◆ Material ◆
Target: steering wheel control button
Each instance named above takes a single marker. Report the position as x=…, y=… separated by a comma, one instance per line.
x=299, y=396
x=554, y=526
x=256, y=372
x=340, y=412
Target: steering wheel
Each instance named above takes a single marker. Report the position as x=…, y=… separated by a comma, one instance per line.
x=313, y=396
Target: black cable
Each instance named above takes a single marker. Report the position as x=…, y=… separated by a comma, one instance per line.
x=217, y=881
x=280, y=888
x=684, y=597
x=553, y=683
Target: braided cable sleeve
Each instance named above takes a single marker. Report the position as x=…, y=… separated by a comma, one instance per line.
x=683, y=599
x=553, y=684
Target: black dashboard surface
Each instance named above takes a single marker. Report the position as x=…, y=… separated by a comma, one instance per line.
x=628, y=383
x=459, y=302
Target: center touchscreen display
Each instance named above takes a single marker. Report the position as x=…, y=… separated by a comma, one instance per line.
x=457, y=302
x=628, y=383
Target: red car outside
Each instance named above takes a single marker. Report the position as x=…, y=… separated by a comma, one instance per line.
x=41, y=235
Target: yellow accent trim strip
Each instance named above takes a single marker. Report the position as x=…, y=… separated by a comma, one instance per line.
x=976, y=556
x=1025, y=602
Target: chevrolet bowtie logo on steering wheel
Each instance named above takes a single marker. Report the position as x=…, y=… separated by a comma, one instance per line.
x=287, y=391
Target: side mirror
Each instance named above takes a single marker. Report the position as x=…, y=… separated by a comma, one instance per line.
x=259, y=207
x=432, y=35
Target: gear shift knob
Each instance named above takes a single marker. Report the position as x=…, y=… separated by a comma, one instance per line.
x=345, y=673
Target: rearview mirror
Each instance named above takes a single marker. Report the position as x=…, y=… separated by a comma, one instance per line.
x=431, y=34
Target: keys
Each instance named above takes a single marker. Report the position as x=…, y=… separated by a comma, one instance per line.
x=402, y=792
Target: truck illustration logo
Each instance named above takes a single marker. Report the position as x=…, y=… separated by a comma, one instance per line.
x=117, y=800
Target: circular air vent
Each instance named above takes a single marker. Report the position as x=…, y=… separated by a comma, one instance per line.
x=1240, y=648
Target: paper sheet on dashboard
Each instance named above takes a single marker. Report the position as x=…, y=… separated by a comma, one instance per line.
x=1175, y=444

◆ Task ◆
Rewrite the data from the line containing "Target: chevrolet bowtie" through the line containing "x=345, y=673", replacing "side mirror" with "wing mirror" and leaving everything else unchanged.

◆ Solution to the exercise ◆
Target: chevrolet bowtie logo on steering wheel
Each instance named above takes a single marker. Report the position as x=…, y=… separated by a comma, one instance per line.
x=287, y=391
Target: wing mirror
Each instance named above takes a single marker. Report the position as x=…, y=… separated by a comma, one instance per line.
x=259, y=207
x=432, y=35
Target: gear shift knob
Each instance named above takes a single marker. Report the position as x=…, y=… separated by a comma, one instance per line.
x=345, y=673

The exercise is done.